### Excerpted data
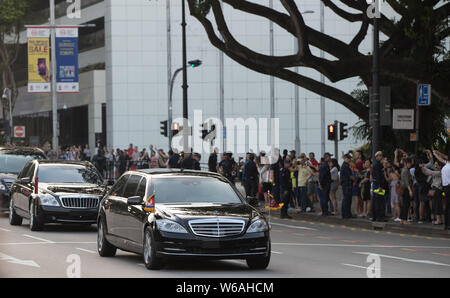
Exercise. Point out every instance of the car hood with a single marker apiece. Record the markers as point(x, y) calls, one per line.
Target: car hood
point(190, 211)
point(8, 176)
point(73, 189)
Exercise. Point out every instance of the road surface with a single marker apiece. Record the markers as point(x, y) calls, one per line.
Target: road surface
point(299, 249)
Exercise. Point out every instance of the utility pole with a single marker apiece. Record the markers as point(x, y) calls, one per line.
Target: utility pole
point(322, 80)
point(186, 129)
point(375, 97)
point(169, 71)
point(55, 140)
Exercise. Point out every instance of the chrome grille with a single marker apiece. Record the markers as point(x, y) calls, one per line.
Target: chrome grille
point(79, 202)
point(217, 227)
point(8, 184)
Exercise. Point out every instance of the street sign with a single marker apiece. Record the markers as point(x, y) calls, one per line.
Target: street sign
point(403, 119)
point(19, 131)
point(424, 95)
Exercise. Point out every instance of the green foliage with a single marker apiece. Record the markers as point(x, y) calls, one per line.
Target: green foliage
point(12, 14)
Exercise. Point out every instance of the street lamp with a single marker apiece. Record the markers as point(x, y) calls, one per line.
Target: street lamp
point(7, 95)
point(193, 64)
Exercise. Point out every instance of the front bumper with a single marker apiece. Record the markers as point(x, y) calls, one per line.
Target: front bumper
point(50, 214)
point(188, 245)
point(4, 201)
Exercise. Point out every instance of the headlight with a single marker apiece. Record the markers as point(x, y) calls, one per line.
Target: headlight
point(48, 200)
point(166, 225)
point(258, 226)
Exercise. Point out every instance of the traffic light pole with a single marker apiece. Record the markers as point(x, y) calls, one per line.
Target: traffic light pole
point(185, 85)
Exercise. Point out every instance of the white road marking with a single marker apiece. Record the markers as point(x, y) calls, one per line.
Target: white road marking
point(40, 243)
point(406, 259)
point(276, 252)
point(13, 260)
point(356, 266)
point(293, 227)
point(37, 238)
point(87, 250)
point(360, 245)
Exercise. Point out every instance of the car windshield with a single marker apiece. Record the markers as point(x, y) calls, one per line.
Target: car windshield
point(185, 190)
point(68, 174)
point(13, 162)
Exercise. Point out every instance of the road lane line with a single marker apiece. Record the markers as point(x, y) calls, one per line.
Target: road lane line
point(13, 260)
point(359, 245)
point(276, 252)
point(41, 243)
point(86, 250)
point(405, 259)
point(356, 266)
point(293, 227)
point(37, 238)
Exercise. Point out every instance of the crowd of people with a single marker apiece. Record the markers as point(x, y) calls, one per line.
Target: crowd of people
point(407, 188)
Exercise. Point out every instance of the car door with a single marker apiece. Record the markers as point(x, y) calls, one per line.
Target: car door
point(24, 191)
point(125, 222)
point(138, 215)
point(111, 204)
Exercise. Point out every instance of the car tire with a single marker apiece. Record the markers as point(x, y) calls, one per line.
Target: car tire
point(104, 248)
point(36, 223)
point(151, 261)
point(14, 219)
point(259, 262)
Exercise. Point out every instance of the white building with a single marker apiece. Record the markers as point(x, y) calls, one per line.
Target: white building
point(134, 83)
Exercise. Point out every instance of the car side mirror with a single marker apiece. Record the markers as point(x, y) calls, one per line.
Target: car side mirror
point(134, 200)
point(109, 182)
point(26, 180)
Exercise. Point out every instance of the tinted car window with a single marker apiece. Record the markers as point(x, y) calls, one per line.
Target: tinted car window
point(67, 173)
point(117, 189)
point(25, 171)
point(141, 188)
point(193, 190)
point(132, 184)
point(14, 161)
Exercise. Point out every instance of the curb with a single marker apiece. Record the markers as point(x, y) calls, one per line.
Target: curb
point(366, 224)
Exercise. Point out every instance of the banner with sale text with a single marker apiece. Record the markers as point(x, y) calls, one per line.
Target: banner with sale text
point(67, 60)
point(38, 60)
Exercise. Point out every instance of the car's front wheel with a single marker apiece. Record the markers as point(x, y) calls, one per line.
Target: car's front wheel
point(36, 223)
point(14, 219)
point(104, 248)
point(151, 261)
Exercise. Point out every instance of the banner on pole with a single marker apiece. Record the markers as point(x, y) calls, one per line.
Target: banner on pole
point(38, 60)
point(67, 60)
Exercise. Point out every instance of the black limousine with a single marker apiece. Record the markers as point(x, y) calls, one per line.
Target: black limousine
point(56, 192)
point(181, 213)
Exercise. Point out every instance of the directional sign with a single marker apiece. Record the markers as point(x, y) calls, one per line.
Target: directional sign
point(424, 95)
point(19, 131)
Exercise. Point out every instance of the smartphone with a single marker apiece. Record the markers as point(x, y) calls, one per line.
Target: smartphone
point(42, 68)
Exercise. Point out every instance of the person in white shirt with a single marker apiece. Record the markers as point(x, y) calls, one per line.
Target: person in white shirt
point(445, 175)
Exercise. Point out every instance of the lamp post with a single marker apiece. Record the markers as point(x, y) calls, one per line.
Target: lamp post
point(297, 99)
point(193, 64)
point(7, 95)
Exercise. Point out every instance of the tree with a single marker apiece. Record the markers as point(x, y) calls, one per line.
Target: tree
point(423, 21)
point(12, 17)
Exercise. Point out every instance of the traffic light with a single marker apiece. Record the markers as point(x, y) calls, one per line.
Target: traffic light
point(195, 63)
point(343, 132)
point(175, 128)
point(332, 132)
point(164, 128)
point(204, 132)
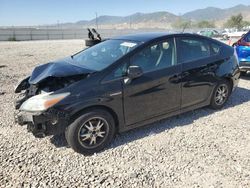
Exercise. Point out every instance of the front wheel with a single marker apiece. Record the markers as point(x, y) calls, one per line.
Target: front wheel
point(220, 95)
point(91, 132)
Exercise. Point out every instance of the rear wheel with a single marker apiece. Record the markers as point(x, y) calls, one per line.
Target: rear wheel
point(91, 132)
point(220, 95)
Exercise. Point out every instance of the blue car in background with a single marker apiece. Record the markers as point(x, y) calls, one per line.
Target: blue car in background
point(243, 51)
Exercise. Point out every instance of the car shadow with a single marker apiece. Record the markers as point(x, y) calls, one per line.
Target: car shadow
point(238, 97)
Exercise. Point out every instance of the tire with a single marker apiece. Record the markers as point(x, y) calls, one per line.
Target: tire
point(91, 132)
point(219, 98)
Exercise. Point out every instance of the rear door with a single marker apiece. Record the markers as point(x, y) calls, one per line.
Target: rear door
point(157, 91)
point(243, 50)
point(198, 69)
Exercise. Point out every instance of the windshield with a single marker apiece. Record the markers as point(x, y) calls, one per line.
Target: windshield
point(103, 54)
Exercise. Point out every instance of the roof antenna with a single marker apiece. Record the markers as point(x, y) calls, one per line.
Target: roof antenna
point(185, 26)
point(97, 34)
point(90, 34)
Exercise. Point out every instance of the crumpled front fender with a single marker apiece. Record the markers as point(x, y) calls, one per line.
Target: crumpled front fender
point(23, 85)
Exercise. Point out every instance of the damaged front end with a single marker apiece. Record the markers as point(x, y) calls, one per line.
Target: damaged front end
point(38, 94)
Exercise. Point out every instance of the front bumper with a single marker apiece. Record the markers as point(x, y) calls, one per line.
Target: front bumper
point(244, 66)
point(51, 122)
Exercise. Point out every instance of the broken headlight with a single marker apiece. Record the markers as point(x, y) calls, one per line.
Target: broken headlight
point(42, 102)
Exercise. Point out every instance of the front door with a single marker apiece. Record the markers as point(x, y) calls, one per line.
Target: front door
point(199, 63)
point(158, 90)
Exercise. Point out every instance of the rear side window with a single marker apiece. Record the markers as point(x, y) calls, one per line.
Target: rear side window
point(247, 37)
point(191, 49)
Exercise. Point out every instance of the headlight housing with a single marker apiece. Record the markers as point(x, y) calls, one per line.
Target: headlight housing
point(42, 102)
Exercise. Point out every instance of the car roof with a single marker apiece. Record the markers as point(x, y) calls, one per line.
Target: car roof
point(145, 37)
point(142, 37)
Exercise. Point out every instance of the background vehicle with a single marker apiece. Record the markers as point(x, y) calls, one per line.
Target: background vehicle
point(233, 33)
point(124, 83)
point(243, 51)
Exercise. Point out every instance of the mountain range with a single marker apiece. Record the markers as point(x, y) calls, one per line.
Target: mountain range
point(165, 19)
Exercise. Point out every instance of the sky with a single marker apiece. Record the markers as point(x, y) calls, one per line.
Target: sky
point(41, 12)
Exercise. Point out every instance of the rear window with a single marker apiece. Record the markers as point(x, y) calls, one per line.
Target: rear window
point(191, 49)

### Exercise details
Write out exactly the lines that run from the top of the listing above to the line containing "Exercise. Point out every instance of the road surface", both ends included. Omit every picture.

### Answer to this exercise
Exercise. Point out every instance of the car hood with a single marker apiece. Record the markers as point(x, y) calls, one per line.
Target: car hood
point(190, 211)
point(8, 176)
point(73, 189)
Exercise. Point out every instance of the road surface with a single marker apiece. Record the markers as point(x, y) calls, one per line.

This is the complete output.